Document -
· · · · ·
L’analyse des données

La méthode d’analyse principale consiste en une analyse de contenu thématique. Elle s’est appuyée sur un dictionnaire des thèmes et sur une codification effectuée à l’aide du logiciel NVivo, à partir de la retranscription intégrale des entretiens. Suivant les recommandations de Miles et Huberman (1994), une liste de codes a été prédéfinie avant le travail sur le terrain. Ce codage a été établi en fonction des caractéristiques à investiguer pour qualifier les démarches décisionnelles (cf. figure 1). Un double codage a été opéré pour vérifier que la procédure puisse être répétée avec le même résultat : trois entretiens ont été soumis à un double-codage interne; trois autres entretiens ont été soumis à un double-codage externe.

L’effet des déterminants potentiels a ensuite été testé statistiquement, dès lors que des différences étaient perçues relativement aux caractéristiques des démarches décisionnelles. Ces attributs dits différenciés ont émergé des entretiens et ont été codés en tant que variables dichotomiques (absence ou présence de l’attribut). Les relations entre chacun des déterminants potentiels (collectés dans le questionnaire) et chacun des attributs différenciés ont été soumises à un test exact de Fisher, à savoir un test de tri croisé pour les petits échantillons.

Résultats de la recherche : application du cadre d’analyse

Cette partie dresse le portrait des démarches décisionnelles « racontées » par les décideurs politiques, en fonction de leur caractère incrémental, de leur rationalité a posteriori et politique, et enfin, de leur rationalité a priori et limitée. Elle expose également les résultats obtenus quant aux effets des déterminants potentiels des démarches décisionnelles.

Une démarche décisionnelle graduelle et non exhaustive

La démarche décisionnelle peut être qualifiée de graduelle, étant donné que les décideurs politiques soulignent tous la nécessité de procéder par palier. Ainsi, un décideur explique que : « On va devoir y aller en étapes. C’est-à-dire qu’on sait qu’on aimerait arriver à un changement majeur, mais qu’il y a tellement d’implications qu’on est obligé de se dire : c’est là qu’on veut être, mais pour y arriver, il faut qu’on prenne une étape intermédiaire. Le temps que tout s’ajuste un petit peu ».

Également, le discours de l’ensemble des décideurs politiques traduit une démarche qui ne se veut pas exhaustive dans l’évaluation des alternatives décisionnelles, malgré une préférence marquée pour les évaluations multicritères. De manière générale, les décideurs tendent à suivre une logique accélérée d’entonnoir, dans laquelle très peu d’options survivent et font l’objet d’une investigation approfondie : « Si vous arrivez avec 10 solutions, c’est vous qu’on va dissoudre, là. […] En général, c’est plutôt soit une proposition, soit 2-3 pistes ». Tandis qu’au départ le nombre d’options identifiées n’est aucunement limité, celles-ci sont ainsi très rapidement réduites à quelques alternatives (deux ou trois; voire une seule); et seules ces alternatives retenues font l’objet d’une évaluation en profondeur. La totalité des décideurs mentionne d’ailleurs le recours à de multiples critères d’évaluation. Tout en reconnaissant ce caractère multicritères, certains précisent toutefois que tous les facteurs ne sont pas pris en compte lors du choix décisionnel : « On n’essaiera pas de rendre systématique l’analyse des conséquences de la décision qu’on va prendre »; « Ce n’est pas possible de prendre en compte tous les facteurs ».
· · · · ·
Données enregistrées -
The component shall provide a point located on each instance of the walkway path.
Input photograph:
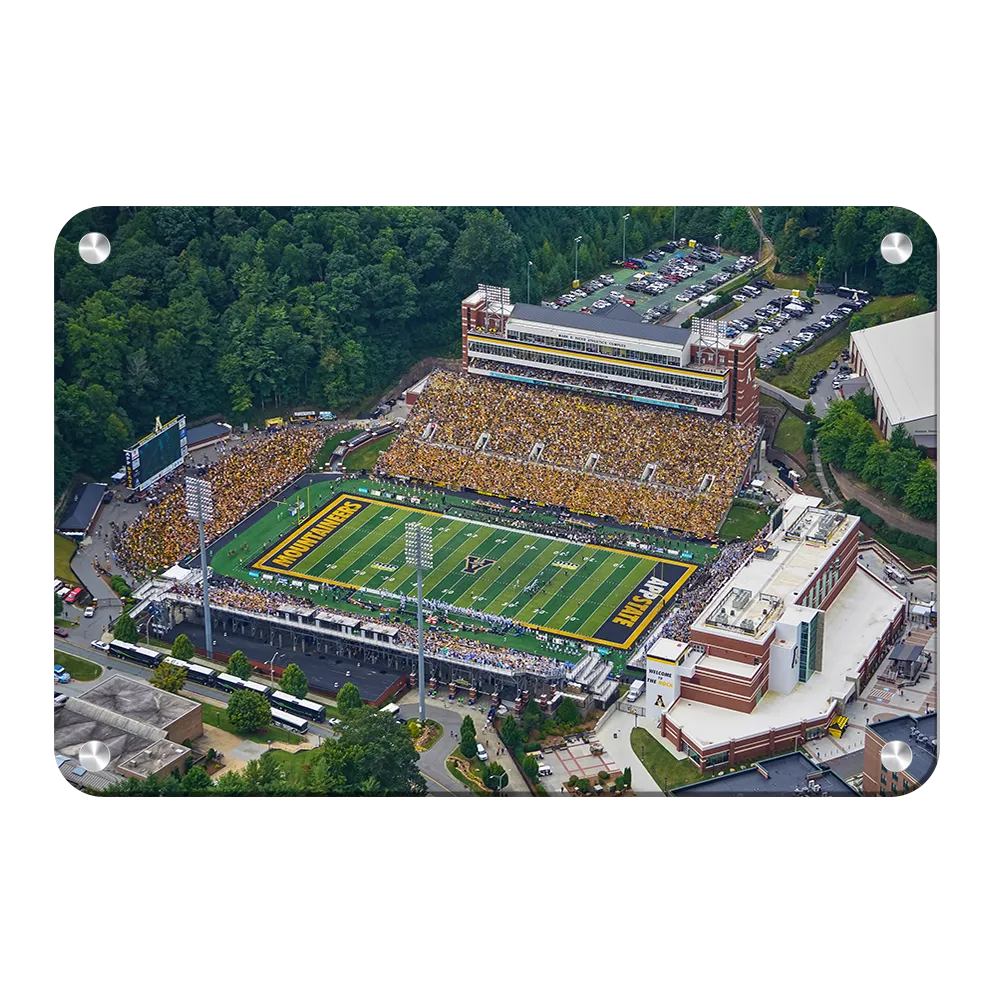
· · · · ·
Consigne écrite A -
Selon le document, quel logiciel a servi à la codification des entretiens retranscrits ?
Consigne écrite B -
Relevez dans le document toutes les paroles de décideurs rapportées entre guillemets.
Consigne écrite C -
Traduisez en anglais la phrase suivante du document : « La totalité des décideurs mentionne d’ailleurs le recours à de multiples critères d’évaluation. »

Réponse attendue A -
Le logiciel NVivo.

Réponse attendue B -
- « On va devoir y aller en étapes. C’est-à-dire qu’on sait qu’on aimerait arriver à un changement majeur, mais qu’il y a tellement d’implications qu’on est obligé de se dire : c’est là qu’on veut être, mais pour y arriver, il faut qu’on prenne une étape intermédiaire. Le temps que tout s’ajuste un petit peu »
- « Si vous arrivez avec 10 solutions, c’est vous qu’on va dissoudre, là. […] En général, c’est plutôt soit une proposition, soit 2-3 pistes »
- « On n’essaiera pas de rendre systématique l’analyse des conséquences de la décision qu’on va prendre »
- « Ce n’est pas possible de prendre en compte tous les facteurs »

Réponse attendue C -
Moreover, all of the decision-makers mention the use of multiple evaluation criteria.